== GIVEN RECORDS ==

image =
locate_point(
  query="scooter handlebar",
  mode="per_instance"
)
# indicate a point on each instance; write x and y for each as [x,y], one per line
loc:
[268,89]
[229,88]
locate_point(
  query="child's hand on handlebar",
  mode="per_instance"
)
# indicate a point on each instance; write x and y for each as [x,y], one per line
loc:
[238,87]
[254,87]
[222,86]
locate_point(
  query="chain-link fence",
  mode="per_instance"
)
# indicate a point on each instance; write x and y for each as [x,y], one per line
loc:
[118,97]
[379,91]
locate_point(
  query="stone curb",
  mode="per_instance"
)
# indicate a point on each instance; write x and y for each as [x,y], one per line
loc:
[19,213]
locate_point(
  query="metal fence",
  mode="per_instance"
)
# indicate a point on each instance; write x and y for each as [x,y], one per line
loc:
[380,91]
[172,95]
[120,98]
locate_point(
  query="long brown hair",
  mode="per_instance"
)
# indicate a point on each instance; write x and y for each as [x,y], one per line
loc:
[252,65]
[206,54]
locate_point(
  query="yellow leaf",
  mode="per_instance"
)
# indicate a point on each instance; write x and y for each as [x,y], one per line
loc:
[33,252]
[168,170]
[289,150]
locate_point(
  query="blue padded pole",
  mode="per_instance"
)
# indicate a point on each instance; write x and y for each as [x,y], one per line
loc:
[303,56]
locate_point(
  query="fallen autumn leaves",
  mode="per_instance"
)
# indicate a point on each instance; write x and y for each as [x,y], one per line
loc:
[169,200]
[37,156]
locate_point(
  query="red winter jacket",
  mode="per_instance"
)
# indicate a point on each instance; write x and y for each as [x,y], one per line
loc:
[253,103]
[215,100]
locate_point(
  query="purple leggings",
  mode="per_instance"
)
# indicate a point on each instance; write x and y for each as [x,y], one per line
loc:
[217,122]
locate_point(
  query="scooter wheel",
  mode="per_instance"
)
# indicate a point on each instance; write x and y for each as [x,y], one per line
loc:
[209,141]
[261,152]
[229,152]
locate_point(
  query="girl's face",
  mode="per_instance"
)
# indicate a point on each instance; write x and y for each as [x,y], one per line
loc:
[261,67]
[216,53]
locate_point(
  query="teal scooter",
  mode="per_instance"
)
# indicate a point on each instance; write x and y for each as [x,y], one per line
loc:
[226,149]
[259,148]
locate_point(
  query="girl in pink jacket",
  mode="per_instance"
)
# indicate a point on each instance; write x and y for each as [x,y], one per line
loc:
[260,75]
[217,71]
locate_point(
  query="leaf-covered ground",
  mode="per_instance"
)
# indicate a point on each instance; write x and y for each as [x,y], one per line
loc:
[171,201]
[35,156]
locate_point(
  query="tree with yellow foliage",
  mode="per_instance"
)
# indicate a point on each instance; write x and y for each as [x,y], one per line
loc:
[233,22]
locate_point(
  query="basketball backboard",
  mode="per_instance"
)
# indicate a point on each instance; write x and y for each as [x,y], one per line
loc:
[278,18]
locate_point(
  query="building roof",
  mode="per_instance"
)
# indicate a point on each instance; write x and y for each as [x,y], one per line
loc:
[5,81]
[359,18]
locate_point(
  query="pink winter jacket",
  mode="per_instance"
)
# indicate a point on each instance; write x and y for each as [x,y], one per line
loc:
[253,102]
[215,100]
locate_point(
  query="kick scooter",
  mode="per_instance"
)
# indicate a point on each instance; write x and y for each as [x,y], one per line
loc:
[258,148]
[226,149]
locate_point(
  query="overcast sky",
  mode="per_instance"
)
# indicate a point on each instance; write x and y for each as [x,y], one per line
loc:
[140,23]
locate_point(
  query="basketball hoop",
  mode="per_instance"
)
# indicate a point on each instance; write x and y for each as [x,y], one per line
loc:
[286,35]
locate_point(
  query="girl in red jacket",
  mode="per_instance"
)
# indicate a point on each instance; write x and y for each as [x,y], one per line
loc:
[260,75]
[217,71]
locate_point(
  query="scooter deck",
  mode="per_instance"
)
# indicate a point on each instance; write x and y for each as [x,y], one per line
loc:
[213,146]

===
== GIVEN RECORDS ==

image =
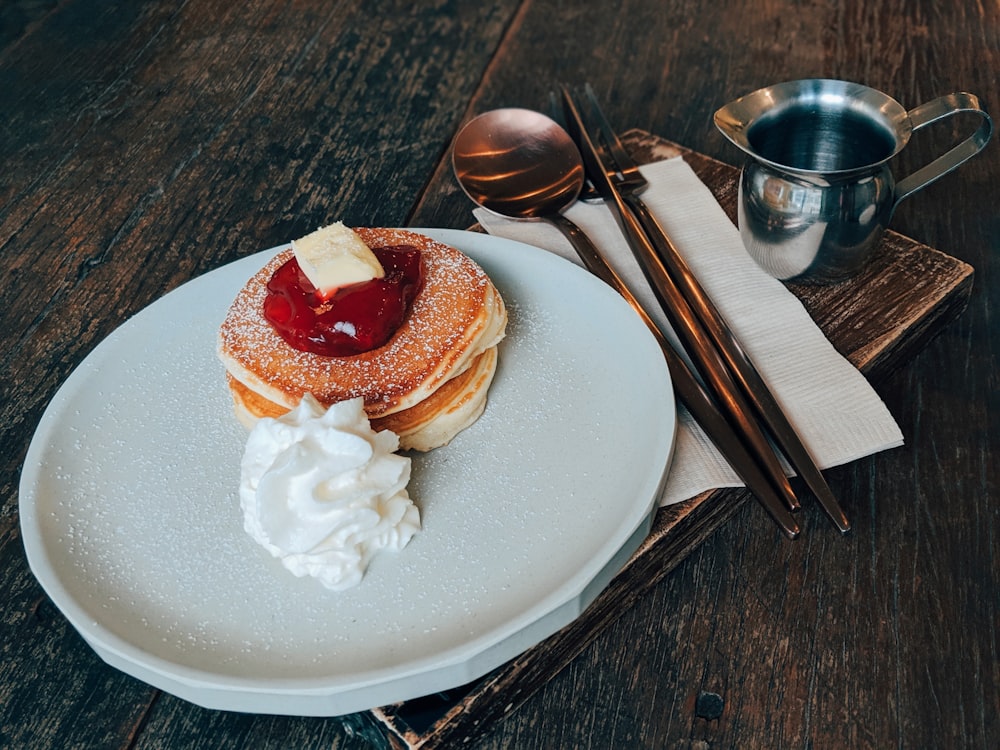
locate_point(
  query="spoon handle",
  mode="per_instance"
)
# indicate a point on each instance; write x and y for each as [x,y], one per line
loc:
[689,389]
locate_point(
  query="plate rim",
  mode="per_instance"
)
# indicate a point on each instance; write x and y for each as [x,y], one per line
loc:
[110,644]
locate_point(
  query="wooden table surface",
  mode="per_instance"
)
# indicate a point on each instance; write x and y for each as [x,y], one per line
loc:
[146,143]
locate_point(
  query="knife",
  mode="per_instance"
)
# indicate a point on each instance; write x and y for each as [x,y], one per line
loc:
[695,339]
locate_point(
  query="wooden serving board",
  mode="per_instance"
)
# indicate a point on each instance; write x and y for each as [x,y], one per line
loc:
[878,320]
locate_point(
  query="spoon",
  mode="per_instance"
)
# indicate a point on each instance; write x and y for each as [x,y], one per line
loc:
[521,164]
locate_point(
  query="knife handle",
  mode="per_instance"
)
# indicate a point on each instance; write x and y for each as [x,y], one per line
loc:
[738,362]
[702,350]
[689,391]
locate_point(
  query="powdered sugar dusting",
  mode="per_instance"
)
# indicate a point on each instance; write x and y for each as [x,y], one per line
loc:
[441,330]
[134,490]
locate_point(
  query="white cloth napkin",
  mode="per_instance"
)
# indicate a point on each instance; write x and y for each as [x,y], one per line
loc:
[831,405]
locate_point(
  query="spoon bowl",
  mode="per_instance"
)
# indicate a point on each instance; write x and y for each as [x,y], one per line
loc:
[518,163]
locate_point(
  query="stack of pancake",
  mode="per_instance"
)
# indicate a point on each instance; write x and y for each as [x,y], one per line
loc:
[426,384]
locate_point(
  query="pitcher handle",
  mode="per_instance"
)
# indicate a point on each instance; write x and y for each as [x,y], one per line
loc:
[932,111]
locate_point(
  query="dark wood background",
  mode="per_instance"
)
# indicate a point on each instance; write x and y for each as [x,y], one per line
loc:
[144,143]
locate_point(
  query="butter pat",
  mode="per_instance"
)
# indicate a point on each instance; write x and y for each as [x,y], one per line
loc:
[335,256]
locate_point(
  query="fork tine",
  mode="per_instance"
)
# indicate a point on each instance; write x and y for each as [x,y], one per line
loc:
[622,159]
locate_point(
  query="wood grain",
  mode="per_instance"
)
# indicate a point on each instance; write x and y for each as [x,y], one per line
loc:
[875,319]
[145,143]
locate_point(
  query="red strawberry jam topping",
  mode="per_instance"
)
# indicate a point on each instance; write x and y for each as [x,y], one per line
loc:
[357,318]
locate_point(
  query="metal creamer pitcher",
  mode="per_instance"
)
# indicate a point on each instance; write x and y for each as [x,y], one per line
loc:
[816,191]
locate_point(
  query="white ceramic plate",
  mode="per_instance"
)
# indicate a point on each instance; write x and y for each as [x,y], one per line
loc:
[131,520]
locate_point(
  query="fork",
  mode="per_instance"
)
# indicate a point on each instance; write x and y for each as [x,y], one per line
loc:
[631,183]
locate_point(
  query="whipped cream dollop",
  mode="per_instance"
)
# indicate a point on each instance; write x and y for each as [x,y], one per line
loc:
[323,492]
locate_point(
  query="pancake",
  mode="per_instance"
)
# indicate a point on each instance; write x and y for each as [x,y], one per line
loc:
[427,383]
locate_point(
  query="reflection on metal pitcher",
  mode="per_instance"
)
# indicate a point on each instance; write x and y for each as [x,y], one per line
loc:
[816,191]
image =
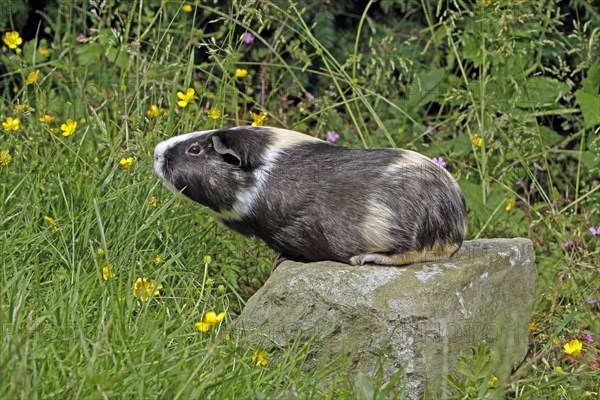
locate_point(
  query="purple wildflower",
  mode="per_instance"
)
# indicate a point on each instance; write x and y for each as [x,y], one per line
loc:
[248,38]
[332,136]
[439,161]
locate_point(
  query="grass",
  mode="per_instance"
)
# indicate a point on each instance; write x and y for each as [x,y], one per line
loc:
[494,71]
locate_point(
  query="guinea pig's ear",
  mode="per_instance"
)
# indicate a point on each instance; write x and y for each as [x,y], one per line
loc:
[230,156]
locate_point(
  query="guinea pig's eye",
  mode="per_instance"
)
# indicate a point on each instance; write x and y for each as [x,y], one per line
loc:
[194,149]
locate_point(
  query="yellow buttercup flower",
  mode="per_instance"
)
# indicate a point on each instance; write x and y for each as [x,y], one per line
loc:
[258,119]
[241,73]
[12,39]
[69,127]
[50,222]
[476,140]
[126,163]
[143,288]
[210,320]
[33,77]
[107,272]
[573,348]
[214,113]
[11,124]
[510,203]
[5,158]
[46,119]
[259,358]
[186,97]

===

__TASK STATEMENT__: Filter the entries above and copy out every line that contains the word "wooden". Case counts, so match only lines with that exact capitalization.

__EXERCISE RESPONSE__:
  query="wooden table surface",
  query="wooden serving board",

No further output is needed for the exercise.